## YOUR OBJECTIVE
Among the entries that follow, find every line with the word "below" and copy it.

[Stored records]

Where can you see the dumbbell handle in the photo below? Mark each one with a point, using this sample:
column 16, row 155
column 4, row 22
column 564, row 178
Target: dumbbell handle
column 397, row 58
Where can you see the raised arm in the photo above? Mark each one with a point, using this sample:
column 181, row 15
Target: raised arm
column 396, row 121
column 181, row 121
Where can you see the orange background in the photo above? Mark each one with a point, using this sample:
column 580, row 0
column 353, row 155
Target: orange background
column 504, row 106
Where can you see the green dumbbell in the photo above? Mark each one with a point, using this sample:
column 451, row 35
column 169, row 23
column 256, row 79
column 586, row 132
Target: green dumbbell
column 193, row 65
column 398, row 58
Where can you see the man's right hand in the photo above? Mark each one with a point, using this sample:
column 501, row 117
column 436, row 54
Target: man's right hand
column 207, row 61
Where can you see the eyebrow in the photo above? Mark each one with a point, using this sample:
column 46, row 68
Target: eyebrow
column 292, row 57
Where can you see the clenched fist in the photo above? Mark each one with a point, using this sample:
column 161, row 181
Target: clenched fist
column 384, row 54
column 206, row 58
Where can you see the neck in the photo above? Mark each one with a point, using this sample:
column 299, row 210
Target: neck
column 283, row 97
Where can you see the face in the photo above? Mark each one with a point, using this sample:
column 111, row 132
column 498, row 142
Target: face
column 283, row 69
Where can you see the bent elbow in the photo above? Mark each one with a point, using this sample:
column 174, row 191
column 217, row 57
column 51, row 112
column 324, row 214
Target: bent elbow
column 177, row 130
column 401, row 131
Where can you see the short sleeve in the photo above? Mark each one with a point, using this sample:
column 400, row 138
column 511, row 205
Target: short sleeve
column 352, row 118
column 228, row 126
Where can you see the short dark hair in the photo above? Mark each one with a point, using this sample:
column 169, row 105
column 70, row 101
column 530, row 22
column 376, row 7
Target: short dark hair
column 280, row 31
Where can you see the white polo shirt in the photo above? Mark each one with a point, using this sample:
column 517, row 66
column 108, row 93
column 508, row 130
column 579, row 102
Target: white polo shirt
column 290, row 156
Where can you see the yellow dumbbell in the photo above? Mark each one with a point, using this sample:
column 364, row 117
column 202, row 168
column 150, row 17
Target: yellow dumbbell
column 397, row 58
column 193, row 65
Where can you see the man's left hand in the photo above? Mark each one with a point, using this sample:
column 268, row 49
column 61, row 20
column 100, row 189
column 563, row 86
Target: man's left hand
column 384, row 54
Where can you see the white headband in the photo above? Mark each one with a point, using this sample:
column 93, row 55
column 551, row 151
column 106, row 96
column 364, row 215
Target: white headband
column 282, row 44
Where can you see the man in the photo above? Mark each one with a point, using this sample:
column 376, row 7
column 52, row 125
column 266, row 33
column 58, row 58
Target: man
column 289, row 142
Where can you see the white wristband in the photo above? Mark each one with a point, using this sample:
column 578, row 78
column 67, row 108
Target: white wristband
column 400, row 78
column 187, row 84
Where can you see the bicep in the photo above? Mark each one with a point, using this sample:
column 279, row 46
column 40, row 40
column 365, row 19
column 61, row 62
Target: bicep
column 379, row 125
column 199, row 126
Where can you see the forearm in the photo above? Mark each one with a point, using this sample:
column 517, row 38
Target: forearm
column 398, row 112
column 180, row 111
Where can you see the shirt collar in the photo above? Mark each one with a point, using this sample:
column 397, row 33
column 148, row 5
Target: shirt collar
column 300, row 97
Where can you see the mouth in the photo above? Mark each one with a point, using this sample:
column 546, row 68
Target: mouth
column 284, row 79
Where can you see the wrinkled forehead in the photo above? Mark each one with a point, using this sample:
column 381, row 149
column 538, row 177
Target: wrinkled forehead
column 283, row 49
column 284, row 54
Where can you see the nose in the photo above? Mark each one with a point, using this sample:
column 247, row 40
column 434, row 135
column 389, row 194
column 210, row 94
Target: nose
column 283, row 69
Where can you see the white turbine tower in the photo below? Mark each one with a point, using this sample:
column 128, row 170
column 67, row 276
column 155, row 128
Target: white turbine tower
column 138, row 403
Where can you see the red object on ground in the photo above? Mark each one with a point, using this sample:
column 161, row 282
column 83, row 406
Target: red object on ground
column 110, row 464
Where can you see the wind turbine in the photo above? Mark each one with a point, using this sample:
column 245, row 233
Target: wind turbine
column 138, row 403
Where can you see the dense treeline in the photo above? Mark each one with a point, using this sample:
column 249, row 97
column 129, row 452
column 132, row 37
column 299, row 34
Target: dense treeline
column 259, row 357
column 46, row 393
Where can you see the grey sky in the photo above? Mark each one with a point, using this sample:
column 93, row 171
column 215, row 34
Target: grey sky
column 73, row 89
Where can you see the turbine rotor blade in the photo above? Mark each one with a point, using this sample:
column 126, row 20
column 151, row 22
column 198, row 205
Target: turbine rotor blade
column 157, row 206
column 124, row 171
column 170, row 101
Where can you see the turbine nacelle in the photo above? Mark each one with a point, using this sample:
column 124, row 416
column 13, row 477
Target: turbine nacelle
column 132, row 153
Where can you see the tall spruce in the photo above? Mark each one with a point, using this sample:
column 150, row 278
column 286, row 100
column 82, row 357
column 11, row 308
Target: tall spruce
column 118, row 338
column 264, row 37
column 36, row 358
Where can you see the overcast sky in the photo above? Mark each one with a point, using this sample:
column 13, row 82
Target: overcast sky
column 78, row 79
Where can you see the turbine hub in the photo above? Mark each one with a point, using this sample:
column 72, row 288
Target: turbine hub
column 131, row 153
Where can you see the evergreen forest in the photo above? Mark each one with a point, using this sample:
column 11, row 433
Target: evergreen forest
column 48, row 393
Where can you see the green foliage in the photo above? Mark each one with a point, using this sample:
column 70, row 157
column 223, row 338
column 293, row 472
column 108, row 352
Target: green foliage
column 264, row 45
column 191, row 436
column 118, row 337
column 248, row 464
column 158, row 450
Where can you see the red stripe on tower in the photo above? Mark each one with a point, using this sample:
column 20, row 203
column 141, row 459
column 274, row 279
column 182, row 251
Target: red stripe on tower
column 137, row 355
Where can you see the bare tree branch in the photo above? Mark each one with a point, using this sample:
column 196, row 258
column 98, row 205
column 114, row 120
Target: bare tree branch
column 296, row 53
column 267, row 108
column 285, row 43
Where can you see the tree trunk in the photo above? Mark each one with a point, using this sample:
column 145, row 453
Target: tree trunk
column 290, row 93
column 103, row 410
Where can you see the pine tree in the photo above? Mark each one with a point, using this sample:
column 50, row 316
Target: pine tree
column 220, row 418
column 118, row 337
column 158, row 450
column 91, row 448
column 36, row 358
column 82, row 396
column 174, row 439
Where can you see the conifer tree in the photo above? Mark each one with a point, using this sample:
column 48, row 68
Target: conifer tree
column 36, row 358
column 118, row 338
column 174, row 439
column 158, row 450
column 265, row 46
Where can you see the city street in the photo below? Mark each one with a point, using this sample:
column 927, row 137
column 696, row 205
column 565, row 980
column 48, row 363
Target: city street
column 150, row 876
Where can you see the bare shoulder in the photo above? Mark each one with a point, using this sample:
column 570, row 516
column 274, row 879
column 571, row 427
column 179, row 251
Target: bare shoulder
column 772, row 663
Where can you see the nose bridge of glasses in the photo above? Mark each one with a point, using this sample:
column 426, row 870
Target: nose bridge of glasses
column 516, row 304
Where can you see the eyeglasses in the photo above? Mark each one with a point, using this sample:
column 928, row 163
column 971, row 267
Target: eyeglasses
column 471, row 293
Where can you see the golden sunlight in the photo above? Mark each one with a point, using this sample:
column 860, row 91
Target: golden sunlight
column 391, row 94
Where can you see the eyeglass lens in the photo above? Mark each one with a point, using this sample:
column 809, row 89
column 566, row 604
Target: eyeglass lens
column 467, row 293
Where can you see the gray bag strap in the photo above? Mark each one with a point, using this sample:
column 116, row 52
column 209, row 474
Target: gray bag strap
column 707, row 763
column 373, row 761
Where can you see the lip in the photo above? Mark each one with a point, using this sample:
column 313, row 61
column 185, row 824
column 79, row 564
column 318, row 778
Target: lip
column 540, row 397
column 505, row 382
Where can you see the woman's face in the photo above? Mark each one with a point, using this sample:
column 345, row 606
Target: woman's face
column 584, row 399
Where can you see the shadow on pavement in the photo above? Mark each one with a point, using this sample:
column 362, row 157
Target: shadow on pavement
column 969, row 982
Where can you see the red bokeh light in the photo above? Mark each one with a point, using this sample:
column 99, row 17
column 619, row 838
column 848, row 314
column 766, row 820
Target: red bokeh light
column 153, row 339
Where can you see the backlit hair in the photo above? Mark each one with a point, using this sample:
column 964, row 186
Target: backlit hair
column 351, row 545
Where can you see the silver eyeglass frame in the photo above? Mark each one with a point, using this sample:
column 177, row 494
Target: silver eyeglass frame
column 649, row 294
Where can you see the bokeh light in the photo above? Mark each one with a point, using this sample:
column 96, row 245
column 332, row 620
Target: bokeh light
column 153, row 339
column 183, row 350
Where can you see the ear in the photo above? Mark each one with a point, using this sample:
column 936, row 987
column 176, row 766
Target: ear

## SOLUTION FOR THIS EXERCISE
Where can you see the dumbbell handle in the photo below? Mark each one with a point, using this sample:
Where can you see the white turbine tower in the photo below? Mark each one with a point, using this sample:
Where can you see the city street in the photo below? Mark each one with a point, using this sample:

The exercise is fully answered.